Excerpt from a dataset

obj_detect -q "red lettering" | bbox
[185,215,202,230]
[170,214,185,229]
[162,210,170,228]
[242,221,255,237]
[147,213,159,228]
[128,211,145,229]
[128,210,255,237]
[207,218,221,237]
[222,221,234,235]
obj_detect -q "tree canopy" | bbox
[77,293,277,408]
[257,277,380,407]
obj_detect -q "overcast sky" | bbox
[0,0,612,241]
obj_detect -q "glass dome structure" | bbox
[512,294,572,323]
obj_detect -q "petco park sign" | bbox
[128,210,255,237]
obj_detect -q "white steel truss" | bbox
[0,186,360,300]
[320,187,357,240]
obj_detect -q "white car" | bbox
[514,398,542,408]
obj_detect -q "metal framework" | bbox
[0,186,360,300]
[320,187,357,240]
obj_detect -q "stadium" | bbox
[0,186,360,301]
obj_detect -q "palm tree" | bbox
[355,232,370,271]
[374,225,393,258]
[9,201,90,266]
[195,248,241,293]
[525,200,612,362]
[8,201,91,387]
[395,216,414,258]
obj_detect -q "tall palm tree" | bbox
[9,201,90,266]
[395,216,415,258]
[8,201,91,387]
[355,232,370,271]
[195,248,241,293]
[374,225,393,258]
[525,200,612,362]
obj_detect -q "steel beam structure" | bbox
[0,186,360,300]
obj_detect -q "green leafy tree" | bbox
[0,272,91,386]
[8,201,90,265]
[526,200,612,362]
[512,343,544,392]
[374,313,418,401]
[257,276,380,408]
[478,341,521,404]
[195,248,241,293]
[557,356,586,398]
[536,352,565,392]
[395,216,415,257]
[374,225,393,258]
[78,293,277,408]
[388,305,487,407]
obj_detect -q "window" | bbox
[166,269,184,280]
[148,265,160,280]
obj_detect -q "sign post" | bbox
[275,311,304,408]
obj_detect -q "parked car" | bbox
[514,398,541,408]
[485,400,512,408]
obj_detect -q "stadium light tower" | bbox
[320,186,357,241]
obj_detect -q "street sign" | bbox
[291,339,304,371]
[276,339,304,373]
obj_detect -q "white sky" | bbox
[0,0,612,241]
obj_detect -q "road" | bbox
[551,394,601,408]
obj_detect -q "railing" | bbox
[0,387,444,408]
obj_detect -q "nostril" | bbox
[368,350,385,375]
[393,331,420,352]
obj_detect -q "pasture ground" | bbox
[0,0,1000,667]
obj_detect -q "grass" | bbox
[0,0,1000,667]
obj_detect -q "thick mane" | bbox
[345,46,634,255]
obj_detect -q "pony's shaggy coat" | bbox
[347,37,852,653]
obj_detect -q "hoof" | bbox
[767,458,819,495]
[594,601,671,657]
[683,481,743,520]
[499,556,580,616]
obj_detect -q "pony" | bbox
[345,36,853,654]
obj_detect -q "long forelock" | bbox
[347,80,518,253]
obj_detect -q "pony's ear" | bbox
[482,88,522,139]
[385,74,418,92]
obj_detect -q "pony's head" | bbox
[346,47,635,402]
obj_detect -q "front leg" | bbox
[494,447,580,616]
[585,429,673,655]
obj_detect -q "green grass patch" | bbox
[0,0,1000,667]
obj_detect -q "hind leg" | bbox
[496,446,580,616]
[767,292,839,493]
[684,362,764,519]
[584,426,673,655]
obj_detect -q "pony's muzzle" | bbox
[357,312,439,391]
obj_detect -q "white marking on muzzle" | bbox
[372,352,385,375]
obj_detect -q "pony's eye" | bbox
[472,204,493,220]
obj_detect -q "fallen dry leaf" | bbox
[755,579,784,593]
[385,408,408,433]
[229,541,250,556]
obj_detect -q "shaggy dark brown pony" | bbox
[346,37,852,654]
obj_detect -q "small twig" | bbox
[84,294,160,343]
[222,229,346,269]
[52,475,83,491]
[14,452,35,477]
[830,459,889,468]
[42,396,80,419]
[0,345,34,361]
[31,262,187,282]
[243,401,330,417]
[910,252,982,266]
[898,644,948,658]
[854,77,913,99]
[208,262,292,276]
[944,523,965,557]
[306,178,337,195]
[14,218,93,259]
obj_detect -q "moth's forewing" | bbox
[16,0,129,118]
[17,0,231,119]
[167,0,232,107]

■ **Work to complete**
How many lines of the material above contain the string "stadium"? Reply with the number alone.

■ **The completed task**
2